» Exercise requirements: An exact copy of each record is required.

Extracted data entries:
________________

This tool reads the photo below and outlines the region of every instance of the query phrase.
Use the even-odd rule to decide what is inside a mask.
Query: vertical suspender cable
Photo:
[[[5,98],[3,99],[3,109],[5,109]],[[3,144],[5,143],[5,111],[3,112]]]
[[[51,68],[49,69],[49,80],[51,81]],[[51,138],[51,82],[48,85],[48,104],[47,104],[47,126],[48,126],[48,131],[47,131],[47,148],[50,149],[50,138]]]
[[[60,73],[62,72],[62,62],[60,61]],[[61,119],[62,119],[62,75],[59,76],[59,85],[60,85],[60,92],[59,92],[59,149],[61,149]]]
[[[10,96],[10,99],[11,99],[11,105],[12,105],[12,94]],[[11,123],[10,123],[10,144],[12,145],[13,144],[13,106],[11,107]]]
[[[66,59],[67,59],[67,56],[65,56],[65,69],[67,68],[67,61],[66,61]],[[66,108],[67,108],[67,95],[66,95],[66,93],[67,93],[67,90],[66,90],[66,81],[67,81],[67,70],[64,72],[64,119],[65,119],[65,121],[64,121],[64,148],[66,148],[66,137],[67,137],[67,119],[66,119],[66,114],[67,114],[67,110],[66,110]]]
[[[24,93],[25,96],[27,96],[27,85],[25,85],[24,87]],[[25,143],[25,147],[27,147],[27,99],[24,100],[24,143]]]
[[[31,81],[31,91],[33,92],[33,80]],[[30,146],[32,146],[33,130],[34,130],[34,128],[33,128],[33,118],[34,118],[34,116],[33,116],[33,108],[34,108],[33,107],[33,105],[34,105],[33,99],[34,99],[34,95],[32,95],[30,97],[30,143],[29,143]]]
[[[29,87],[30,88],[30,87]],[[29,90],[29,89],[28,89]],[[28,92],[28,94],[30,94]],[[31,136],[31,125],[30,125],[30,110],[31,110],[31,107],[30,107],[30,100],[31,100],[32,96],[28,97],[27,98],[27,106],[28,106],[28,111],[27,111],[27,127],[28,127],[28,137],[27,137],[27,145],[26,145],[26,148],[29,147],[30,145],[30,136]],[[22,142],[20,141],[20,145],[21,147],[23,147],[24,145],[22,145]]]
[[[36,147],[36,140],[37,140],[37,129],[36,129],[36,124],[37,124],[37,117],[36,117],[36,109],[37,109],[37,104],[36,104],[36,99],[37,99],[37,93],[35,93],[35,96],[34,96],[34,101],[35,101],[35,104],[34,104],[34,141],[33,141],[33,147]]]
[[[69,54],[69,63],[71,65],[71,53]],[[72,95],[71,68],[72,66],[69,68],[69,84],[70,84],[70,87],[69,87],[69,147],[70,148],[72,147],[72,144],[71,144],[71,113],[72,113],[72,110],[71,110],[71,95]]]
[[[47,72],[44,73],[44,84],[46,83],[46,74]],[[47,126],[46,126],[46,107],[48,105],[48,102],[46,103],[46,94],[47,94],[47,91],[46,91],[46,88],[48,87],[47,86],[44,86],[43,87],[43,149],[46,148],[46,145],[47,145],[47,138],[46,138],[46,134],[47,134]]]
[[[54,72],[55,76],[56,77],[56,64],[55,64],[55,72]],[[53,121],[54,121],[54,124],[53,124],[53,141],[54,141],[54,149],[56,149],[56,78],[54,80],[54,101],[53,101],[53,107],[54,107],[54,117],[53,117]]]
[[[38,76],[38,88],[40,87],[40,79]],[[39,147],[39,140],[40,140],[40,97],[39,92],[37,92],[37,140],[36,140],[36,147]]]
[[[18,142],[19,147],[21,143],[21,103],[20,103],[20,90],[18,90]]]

________________

» Result of the exercise:
This tool reads the photo below and outlines the region of every instance of the query phrase.
Use the even-odd rule to decide what is inside a mask.
Query: vertical suspender cable
Photo:
[[[5,98],[3,99],[3,109],[5,109]],[[3,144],[5,143],[5,111],[3,112]]]
[[[51,68],[49,69],[49,80],[51,81]],[[51,138],[51,82],[48,85],[48,104],[47,104],[47,126],[48,126],[48,131],[47,131],[47,148],[50,149],[50,138]]]
[[[60,73],[62,72],[62,62],[60,61]],[[61,119],[62,119],[62,75],[59,76],[59,85],[60,85],[60,92],[59,92],[59,149],[61,149]]]
[[[10,96],[10,99],[11,99],[11,105],[12,105],[12,94]],[[11,123],[10,123],[10,144],[12,145],[13,144],[13,106],[11,107]]]
[[[66,59],[67,59],[67,56],[65,56],[65,69],[67,68],[67,61],[66,61]],[[66,108],[67,108],[67,95],[66,95],[66,93],[67,93],[67,90],[66,90],[66,81],[67,81],[67,70],[64,72],[64,119],[65,119],[65,121],[64,121],[64,148],[66,148],[66,137],[67,137],[67,119],[66,119],[66,114],[67,114],[67,110],[66,110]]]
[[[24,93],[25,96],[27,96],[27,85],[25,85],[24,87]],[[25,143],[25,147],[27,147],[27,99],[24,100],[24,143]]]
[[[31,81],[31,91],[33,92],[33,80]],[[30,146],[32,146],[33,130],[34,130],[34,128],[33,128],[33,118],[34,118],[34,116],[33,116],[33,108],[34,108],[33,107],[33,105],[34,105],[33,99],[34,99],[34,95],[32,95],[30,97],[30,143],[29,143]]]
[[[29,87],[30,88],[30,87]],[[29,90],[29,89],[28,89]],[[28,92],[28,94],[30,94]],[[31,136],[31,125],[30,125],[30,110],[31,110],[31,107],[30,107],[30,100],[31,100],[32,96],[28,97],[27,98],[27,106],[28,106],[28,111],[27,111],[27,127],[28,127],[28,137],[27,137],[27,145],[26,145],[26,148],[29,147],[30,145],[30,136]],[[22,142],[20,141],[20,145],[21,147],[23,147],[24,145],[22,145]]]
[[[36,147],[36,140],[37,140],[37,129],[36,129],[36,124],[37,124],[37,117],[36,117],[36,109],[37,109],[37,104],[36,104],[36,99],[37,99],[37,93],[35,93],[35,96],[34,96],[34,101],[35,101],[35,104],[34,104],[34,141],[33,141],[33,147]]]
[[[69,54],[69,63],[71,65],[71,53]],[[72,95],[71,68],[72,66],[69,68],[69,84],[70,84],[70,87],[69,87],[69,147],[70,148],[72,147],[72,144],[71,144],[71,113],[72,113],[72,110],[71,110],[71,95]]]
[[[47,72],[44,73],[44,84],[46,83],[46,74]],[[47,126],[46,126],[46,107],[48,105],[48,102],[46,103],[46,94],[47,94],[47,91],[46,91],[46,88],[48,87],[47,86],[44,86],[43,87],[43,149],[46,148],[46,145],[47,145],[47,138],[46,138],[46,134],[47,134]]]
[[[54,72],[55,76],[56,77],[56,64],[55,64],[55,72]],[[53,121],[54,121],[54,124],[53,124],[53,141],[54,141],[54,149],[56,149],[56,78],[54,80],[54,101],[53,101],[53,107],[54,107],[54,117],[53,117]]]
[[[38,76],[38,88],[40,87],[40,79]],[[39,147],[39,140],[40,140],[40,97],[39,92],[37,92],[37,140],[36,140],[36,147]]]
[[[18,142],[19,147],[21,143],[21,103],[20,103],[20,90],[18,90]]]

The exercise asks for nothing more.